● **Goal**
Beginning at the line containing "Study the picture above. For each instance of the red silicone", output every line to the end of the data below exactly as it appears.
Data supplied start
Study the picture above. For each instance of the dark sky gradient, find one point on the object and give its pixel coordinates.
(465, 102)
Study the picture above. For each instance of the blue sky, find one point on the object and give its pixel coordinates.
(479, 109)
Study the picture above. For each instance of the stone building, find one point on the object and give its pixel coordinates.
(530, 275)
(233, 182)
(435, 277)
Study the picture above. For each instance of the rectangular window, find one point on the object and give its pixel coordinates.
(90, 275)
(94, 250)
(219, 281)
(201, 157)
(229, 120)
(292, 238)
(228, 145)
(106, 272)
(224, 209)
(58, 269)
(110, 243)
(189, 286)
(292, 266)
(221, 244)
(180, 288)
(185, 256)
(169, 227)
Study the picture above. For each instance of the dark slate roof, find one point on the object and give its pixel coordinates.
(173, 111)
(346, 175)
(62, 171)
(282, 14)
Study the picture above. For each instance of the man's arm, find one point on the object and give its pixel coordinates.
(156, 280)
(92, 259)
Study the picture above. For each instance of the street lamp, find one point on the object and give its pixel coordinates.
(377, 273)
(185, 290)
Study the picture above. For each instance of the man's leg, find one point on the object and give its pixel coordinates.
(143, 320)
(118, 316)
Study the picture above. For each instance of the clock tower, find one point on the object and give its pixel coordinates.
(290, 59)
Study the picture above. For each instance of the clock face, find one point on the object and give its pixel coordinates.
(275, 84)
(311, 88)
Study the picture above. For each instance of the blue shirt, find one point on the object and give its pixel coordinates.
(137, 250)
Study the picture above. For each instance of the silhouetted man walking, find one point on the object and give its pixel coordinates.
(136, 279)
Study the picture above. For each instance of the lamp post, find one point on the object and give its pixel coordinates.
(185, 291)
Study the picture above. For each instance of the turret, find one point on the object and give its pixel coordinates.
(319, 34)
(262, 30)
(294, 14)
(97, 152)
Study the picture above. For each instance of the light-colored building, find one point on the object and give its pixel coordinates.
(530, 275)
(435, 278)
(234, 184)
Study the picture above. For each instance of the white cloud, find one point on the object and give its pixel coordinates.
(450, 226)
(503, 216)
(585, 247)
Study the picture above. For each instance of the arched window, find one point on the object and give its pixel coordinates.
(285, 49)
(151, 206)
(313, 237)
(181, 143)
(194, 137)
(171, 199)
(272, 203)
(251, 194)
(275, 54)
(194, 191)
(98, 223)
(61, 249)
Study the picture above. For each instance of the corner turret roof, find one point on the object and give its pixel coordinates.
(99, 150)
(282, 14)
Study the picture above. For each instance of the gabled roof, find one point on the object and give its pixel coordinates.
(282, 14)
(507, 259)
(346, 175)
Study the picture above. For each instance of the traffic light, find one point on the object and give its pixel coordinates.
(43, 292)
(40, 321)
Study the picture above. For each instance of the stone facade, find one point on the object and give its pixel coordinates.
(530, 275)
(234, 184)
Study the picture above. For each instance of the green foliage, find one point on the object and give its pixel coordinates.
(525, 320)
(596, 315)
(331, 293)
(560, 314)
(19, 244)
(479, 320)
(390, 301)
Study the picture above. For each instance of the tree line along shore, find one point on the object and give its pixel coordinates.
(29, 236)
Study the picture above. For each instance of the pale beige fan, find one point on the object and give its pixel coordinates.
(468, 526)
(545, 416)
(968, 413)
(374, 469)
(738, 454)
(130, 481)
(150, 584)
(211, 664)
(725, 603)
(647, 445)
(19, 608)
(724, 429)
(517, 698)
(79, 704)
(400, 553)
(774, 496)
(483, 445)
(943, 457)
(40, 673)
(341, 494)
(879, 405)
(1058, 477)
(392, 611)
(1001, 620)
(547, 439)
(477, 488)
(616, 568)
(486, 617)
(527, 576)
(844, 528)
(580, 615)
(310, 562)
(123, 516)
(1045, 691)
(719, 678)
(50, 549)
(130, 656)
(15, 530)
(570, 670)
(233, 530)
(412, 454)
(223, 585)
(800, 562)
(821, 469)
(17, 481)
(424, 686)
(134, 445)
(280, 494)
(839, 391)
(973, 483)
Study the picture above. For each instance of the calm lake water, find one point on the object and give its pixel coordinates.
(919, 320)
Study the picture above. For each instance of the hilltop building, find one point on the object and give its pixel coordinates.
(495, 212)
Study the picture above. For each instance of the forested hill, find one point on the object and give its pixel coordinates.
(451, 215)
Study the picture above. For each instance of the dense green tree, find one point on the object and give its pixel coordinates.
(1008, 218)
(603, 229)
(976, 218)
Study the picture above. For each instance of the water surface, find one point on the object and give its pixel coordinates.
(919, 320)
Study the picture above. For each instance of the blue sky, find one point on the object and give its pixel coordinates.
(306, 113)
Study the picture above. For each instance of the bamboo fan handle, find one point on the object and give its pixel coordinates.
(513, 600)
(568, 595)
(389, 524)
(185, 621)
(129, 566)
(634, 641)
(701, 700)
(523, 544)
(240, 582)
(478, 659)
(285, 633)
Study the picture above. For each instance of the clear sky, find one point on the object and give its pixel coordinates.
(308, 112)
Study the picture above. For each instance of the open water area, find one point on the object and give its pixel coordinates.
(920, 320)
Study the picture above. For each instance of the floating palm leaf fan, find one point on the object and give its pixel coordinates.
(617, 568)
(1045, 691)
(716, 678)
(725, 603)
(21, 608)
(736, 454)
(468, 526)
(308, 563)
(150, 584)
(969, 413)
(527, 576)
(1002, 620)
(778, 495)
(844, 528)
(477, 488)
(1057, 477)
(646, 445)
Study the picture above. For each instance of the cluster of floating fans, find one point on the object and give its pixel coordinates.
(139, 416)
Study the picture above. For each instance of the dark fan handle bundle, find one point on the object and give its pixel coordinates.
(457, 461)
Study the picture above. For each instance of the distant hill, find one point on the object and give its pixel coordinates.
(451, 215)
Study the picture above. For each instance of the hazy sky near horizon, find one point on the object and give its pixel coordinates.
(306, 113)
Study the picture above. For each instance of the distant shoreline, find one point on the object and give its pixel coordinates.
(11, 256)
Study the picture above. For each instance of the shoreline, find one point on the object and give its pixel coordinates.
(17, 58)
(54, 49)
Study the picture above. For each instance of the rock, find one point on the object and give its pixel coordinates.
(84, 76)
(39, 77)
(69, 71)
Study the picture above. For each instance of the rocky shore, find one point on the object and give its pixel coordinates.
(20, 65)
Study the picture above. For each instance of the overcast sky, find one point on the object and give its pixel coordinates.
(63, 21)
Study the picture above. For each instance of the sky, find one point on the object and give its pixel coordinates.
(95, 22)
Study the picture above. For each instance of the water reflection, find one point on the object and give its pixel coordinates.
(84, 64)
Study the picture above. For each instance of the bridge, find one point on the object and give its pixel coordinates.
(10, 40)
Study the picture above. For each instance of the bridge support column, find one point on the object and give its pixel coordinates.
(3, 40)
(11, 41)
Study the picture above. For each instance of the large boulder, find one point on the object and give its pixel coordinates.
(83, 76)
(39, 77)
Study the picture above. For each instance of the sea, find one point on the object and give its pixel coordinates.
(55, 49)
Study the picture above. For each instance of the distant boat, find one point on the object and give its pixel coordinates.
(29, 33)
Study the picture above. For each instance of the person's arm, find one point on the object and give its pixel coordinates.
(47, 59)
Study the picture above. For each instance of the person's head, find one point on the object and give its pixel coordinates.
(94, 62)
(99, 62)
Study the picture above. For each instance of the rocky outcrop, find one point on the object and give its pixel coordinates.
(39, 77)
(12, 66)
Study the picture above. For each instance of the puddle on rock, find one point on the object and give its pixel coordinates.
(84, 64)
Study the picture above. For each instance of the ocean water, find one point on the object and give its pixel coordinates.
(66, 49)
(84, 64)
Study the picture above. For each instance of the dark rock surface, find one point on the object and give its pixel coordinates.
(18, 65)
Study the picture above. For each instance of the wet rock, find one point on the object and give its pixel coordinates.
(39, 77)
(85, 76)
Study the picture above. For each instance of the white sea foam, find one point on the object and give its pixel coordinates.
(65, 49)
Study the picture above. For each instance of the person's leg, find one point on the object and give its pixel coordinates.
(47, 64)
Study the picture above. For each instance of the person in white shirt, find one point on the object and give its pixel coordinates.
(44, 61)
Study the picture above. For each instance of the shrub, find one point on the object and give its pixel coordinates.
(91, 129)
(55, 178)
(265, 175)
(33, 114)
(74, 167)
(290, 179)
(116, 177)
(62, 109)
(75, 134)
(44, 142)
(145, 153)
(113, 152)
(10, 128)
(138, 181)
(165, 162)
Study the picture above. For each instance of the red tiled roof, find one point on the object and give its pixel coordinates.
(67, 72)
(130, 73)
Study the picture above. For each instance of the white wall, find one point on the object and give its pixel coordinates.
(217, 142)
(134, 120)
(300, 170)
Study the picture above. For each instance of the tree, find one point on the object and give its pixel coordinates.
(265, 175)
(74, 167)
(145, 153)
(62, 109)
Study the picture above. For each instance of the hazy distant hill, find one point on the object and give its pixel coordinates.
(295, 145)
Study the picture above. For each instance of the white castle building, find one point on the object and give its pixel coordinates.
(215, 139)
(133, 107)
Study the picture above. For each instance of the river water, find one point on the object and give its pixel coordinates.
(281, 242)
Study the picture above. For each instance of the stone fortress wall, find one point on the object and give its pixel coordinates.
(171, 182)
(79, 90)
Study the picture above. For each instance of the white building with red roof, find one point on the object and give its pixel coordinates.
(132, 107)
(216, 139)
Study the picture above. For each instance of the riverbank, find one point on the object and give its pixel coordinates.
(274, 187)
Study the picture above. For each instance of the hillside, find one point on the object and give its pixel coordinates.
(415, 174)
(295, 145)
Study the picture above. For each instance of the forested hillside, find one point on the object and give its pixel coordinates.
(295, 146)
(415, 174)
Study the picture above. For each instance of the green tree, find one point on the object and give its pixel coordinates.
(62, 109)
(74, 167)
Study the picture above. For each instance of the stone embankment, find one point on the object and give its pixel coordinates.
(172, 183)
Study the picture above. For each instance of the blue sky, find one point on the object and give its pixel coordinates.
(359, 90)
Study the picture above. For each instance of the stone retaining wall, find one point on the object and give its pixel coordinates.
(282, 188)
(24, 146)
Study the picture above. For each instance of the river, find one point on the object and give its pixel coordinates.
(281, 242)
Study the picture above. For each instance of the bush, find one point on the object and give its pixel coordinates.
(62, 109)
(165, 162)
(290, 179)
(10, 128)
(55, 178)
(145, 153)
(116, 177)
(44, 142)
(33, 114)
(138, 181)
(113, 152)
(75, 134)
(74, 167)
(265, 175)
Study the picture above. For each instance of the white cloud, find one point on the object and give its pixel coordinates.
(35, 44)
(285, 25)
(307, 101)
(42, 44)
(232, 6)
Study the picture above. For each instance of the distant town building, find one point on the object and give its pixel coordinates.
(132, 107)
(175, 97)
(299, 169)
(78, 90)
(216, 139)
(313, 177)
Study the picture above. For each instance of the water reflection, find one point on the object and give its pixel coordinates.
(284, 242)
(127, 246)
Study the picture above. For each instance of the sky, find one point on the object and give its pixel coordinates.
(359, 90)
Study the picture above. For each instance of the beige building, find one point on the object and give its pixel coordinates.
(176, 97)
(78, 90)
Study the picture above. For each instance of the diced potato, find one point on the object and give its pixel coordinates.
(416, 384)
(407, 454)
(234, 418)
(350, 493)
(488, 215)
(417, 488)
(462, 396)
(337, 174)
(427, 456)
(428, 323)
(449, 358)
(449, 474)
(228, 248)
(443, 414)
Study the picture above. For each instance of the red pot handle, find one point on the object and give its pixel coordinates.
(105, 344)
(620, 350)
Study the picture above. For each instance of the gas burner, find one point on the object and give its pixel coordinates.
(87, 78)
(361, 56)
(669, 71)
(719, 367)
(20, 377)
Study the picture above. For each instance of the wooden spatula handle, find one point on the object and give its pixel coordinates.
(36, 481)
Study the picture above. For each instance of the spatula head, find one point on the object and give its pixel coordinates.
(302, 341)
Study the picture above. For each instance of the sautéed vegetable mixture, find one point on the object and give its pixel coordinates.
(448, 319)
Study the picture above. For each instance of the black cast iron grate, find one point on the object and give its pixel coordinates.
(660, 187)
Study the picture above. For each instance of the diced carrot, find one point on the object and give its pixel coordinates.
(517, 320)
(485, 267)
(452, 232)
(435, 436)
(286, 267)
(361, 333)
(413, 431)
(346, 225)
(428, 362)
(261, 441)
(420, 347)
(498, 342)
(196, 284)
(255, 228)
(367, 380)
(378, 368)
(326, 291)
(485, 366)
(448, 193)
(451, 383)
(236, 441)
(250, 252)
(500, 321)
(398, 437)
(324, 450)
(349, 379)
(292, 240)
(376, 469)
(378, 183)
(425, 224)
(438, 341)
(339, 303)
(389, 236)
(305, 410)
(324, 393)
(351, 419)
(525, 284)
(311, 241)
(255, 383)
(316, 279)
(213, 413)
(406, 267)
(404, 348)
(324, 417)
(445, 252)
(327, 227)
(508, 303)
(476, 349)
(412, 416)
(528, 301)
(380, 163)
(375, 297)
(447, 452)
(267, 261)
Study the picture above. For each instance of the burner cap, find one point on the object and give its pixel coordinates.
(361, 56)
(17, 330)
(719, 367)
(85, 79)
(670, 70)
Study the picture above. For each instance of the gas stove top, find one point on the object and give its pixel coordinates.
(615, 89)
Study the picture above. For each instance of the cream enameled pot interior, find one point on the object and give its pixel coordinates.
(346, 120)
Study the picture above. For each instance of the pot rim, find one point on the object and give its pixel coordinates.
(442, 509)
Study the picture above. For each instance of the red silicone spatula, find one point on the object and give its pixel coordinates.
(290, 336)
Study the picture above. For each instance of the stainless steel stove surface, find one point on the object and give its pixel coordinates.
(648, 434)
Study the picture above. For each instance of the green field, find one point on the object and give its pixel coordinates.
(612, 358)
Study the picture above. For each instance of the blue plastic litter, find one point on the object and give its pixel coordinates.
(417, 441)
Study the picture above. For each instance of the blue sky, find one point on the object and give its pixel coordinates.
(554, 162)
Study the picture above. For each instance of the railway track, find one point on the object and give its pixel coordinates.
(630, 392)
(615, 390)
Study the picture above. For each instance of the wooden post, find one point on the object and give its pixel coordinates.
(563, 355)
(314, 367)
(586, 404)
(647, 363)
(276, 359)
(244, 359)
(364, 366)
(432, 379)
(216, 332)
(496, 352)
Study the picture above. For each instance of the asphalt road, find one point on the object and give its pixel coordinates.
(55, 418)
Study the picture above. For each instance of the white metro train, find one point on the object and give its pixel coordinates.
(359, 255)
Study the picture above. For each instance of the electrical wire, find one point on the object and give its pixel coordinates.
Data supplied end
● **Answer**
Study the picture above. For each instance of the red silicone spatula, find one point on the object and give its pixel coordinates.
(290, 336)
Study the picture above. For each instance of the stainless steel stove surface, find one point on the object and give its pixel coordinates.
(648, 434)
Study the picture above. For each instance of the green field, find one point on the object and give its pixel coordinates.
(612, 358)
Study the picture above. For each instance of the blue plastic litter, find one point on the object and give its pixel coordinates.
(417, 441)
Study the picture above. For each instance of the blue sky, find one point on the object and give its pixel coordinates.
(554, 162)
Study the picture above. For each instance of the railway track, find one point on the object and give its pixel coordinates.
(630, 392)
(615, 390)
Study the picture above. For each instance of the wooden post, find one point on the object and give its pixel coordinates.
(563, 355)
(314, 367)
(586, 404)
(647, 363)
(276, 359)
(244, 359)
(364, 366)
(432, 379)
(216, 332)
(496, 352)
Study the picture above. For each instance of the asphalt road, find one point on the object and give its pixel coordinates.
(55, 418)
Study the picture above. For each instance of the white metro train, find one point on the object and give its pixel coordinates.
(359, 255)
Study the picture above. For each instance of the electrical wire, find one point on the object and give its pixel coordinates.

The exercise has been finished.